EXERCISE TEXT —
Saying goodbye to Janice
Rest in Peace, Janice On Sept. 23, Chico lost one of the good ones. On Sunday morning, local artist and teacher Janice Porter died after a long battle with breast cancer.
I know I speak for a lot of people in Chico, and back in her old stomping grounds of Minneapolis, Minn., when I say that Janice was one of those people who made the world feel brighter just by walking into the room, and that the light has dimmed for many with her passing.
For the past decade, Janice has been one of the more active members of the local art community, showing her paintings all over the North State, working with 1078 Gallery and Chico Art Center and teaching art classes at Chico State and Butte and Shasta community colleges. And before she came to Chico, she was similarly busy in Minneapolis for twice as long—showing and teaching and advocating for art and working as a graphic designer for roughly 20 years. And, along the way, she found the time to also publish 29 illustrated children’s books.
I loved Janice’s voice. It was so singular that I’m actually having a hard time describing it. It was “light,” but not airy, and full of warmth and energy, and she always said interesting things. I can hear her right now, as I read through some of her words on her website:
I live in a space where the physical and non-physical meet. Everything is alive. Everything trembles with frequencies of emotion.
That is a nice idea to imagine right now, one that was manifested beautifully in one of the most inspiring local art shows I’ve ever been to: Jtown. In the fall of 2009, Janice had taken over the 1078 Gallery and turned it into her own invented town filled with her art on the walls, buildings constructed by local artists, and brought to life through a series of public events and performances. Jtown was born in the wake of Janice’s being diagnosed with cancer, and I remember being struck at the power of the idea of inventing a world filled with art, friends, ideas, food and community to exist alongside the unpleasant reality of sharing her life with a disease.
Jtown rose out of my desire to enjoy and create community while making art, or as a result of the art. It also rose from the fact that I like simply being as much as I like making things, so I needed to come up with an art form that would allow me a rich platform for hanging out. Jtown’s guest artists, performers, and visitors created a living, breathing, alternate universe.
And as I sit here thinking about Janice, her three sons and her husband, CN&R columnist Anthony Peyton Porter, it’s comforting to imagine her both still with us in some form and in that alternate universe—“a space where,” as she put it, “the physical and non-physical meet”—pain-free and painting the scene as she goes.
• Youth & Music III: Skateboarding, live music and burritos! What better way to celebrate a hot autumn weekend. Hit the ramps of the portable skatepark and then hit up the taco truck at the Terry Ashe Park in Paradise this Saturday, Sept. 29, 11 a.m.-7 p.m.
• TOTR shout outs: A follow-up to my review of Theatre on the Ridge’s excellent production, The Diviners (final showings this weekend). Props need to be handed out to choreographer Conan Duch, who I neglected to recognize for his badass contributions to the trippy final sequence, as well as to sound tech Billy Whiteman, who was not listed in the program.

ASSIGNMENT — According to the tribute to Janice Porter, how many illustrated children's books did she publish?

Natural-language descriptions of regions
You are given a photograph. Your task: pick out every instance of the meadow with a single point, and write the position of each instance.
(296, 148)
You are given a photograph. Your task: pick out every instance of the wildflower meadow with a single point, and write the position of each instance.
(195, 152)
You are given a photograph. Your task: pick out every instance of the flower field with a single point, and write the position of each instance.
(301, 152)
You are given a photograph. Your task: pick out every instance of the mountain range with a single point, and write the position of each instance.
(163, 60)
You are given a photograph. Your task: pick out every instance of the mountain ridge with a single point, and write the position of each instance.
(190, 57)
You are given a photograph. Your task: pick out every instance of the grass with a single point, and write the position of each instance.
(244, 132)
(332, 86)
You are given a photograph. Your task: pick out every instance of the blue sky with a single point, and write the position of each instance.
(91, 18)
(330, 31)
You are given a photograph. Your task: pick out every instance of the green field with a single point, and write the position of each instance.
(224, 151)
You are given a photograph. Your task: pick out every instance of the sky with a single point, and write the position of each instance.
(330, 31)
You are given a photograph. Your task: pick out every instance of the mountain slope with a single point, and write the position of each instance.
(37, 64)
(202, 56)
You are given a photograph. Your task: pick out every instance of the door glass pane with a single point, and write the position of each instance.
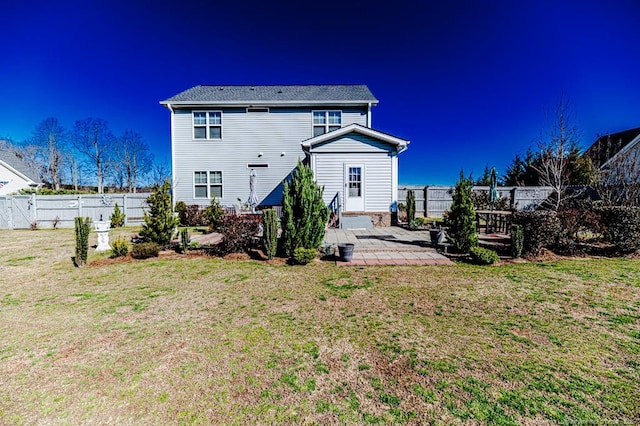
(355, 181)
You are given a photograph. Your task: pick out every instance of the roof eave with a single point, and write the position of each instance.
(246, 103)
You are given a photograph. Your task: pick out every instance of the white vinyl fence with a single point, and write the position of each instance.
(433, 201)
(47, 211)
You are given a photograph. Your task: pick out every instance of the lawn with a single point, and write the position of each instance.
(204, 340)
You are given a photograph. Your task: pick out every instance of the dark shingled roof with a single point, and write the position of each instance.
(607, 146)
(16, 162)
(274, 94)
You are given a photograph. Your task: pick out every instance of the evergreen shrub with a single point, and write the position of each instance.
(461, 218)
(117, 217)
(270, 232)
(213, 213)
(303, 256)
(159, 220)
(304, 213)
(517, 240)
(411, 208)
(119, 247)
(82, 229)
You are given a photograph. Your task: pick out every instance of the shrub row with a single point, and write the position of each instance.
(618, 226)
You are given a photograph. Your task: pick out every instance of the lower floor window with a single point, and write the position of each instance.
(207, 184)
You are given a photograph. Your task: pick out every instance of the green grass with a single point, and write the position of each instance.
(203, 340)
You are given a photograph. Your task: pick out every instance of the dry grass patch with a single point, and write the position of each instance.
(197, 340)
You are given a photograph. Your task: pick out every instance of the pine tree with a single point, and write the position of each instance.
(304, 213)
(461, 218)
(159, 220)
(270, 232)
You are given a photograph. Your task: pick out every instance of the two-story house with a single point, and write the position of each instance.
(220, 135)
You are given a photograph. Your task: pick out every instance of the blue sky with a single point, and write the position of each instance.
(467, 82)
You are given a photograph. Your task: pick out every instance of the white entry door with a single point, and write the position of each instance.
(353, 187)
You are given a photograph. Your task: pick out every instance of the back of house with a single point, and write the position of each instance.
(222, 135)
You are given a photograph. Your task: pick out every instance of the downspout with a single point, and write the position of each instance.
(173, 161)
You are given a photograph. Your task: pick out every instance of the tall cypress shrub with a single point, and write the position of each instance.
(411, 207)
(160, 220)
(461, 218)
(82, 228)
(304, 213)
(270, 232)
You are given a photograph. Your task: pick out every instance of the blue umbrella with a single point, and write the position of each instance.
(493, 188)
(253, 197)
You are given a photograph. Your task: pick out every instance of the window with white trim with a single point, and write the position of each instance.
(207, 184)
(326, 121)
(207, 124)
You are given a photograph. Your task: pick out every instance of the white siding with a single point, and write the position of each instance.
(244, 136)
(353, 142)
(377, 177)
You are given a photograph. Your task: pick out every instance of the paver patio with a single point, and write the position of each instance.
(386, 246)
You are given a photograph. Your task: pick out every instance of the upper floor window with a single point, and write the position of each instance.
(326, 121)
(207, 124)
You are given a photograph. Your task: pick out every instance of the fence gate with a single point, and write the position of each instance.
(21, 212)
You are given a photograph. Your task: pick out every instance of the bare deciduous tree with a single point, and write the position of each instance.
(619, 180)
(93, 139)
(558, 162)
(50, 137)
(133, 159)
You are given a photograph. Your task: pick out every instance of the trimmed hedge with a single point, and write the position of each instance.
(541, 229)
(621, 227)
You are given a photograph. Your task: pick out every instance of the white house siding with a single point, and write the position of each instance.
(329, 172)
(244, 136)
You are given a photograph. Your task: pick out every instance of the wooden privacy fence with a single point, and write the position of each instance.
(433, 201)
(49, 211)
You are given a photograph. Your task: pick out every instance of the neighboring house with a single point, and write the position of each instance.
(608, 149)
(221, 134)
(15, 174)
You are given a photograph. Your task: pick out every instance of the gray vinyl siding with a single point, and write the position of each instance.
(377, 177)
(244, 136)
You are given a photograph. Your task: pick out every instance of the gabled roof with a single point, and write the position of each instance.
(399, 144)
(15, 163)
(274, 95)
(607, 147)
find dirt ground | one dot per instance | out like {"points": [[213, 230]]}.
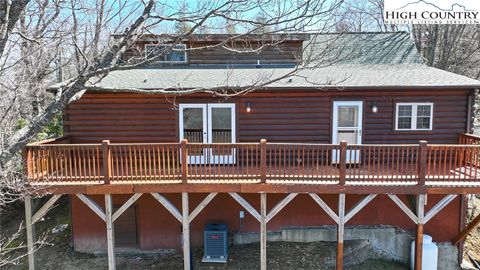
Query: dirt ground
{"points": [[281, 256], [472, 243]]}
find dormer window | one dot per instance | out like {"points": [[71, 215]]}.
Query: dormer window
{"points": [[169, 53]]}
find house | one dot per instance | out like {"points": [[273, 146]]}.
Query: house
{"points": [[340, 125]]}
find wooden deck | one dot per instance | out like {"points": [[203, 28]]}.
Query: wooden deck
{"points": [[58, 163]]}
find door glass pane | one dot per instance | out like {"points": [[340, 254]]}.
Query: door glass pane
{"points": [[193, 125], [347, 116], [221, 125], [221, 129], [350, 136]]}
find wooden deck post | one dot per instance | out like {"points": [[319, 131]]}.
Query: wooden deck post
{"points": [[110, 231], [186, 231], [30, 232], [107, 164], [422, 163], [467, 230], [419, 237], [184, 149], [343, 162], [341, 230], [263, 231], [263, 160]]}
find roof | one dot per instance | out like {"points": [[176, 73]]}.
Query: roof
{"points": [[366, 48], [353, 60], [336, 76]]}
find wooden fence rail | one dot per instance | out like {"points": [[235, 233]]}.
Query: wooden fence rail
{"points": [[251, 162]]}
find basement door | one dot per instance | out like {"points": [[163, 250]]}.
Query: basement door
{"points": [[208, 123], [347, 126]]}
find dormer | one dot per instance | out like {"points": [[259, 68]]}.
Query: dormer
{"points": [[222, 49]]}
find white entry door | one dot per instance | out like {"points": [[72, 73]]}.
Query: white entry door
{"points": [[347, 126], [221, 129], [208, 123]]}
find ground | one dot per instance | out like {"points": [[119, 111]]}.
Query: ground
{"points": [[472, 243], [281, 256]]}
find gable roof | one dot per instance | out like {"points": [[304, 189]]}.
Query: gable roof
{"points": [[364, 48], [351, 60]]}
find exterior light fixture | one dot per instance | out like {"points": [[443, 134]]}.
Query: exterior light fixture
{"points": [[374, 107], [249, 107]]}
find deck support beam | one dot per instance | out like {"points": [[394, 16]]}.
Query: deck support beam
{"points": [[325, 207], [30, 220], [340, 231], [185, 231], [467, 230], [403, 207], [263, 231], [30, 232], [45, 208], [126, 205], [279, 206], [201, 206], [169, 206], [110, 232], [419, 237], [93, 205]]}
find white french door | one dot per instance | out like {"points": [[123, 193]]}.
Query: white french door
{"points": [[347, 126], [208, 123]]}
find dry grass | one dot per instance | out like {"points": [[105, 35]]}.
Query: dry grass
{"points": [[472, 242]]}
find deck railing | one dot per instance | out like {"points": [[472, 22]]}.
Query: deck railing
{"points": [[414, 164]]}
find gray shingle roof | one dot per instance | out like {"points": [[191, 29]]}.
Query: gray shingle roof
{"points": [[357, 60], [363, 48], [342, 76]]}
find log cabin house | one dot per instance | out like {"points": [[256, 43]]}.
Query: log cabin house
{"points": [[363, 134]]}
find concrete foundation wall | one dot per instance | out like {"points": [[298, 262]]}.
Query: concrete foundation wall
{"points": [[384, 242]]}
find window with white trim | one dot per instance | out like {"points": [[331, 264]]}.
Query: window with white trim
{"points": [[169, 53], [414, 116]]}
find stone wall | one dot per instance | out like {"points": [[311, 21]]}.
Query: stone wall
{"points": [[366, 242]]}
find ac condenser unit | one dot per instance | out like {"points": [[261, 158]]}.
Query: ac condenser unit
{"points": [[215, 243]]}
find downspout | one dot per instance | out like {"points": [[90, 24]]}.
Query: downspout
{"points": [[472, 111]]}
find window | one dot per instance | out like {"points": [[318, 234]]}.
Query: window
{"points": [[414, 116], [169, 53]]}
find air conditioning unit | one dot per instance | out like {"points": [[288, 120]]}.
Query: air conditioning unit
{"points": [[215, 243]]}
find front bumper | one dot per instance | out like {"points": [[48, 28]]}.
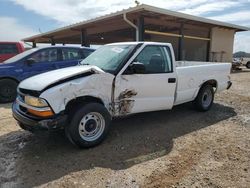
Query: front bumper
{"points": [[32, 123]]}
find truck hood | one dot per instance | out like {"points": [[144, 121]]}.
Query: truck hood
{"points": [[52, 78]]}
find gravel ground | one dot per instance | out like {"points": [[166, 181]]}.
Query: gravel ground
{"points": [[177, 148]]}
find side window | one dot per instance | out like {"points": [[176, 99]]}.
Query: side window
{"points": [[156, 59], [70, 54], [48, 55], [86, 52]]}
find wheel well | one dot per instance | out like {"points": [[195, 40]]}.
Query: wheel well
{"points": [[79, 101]]}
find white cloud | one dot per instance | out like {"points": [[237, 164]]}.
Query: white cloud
{"points": [[242, 41], [11, 30], [71, 11]]}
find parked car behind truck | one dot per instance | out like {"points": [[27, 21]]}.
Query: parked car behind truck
{"points": [[116, 80], [36, 61], [10, 49]]}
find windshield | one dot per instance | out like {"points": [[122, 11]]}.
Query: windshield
{"points": [[21, 55], [108, 57]]}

WRITTEN SOLUTION — She published 29 illustrated children's books.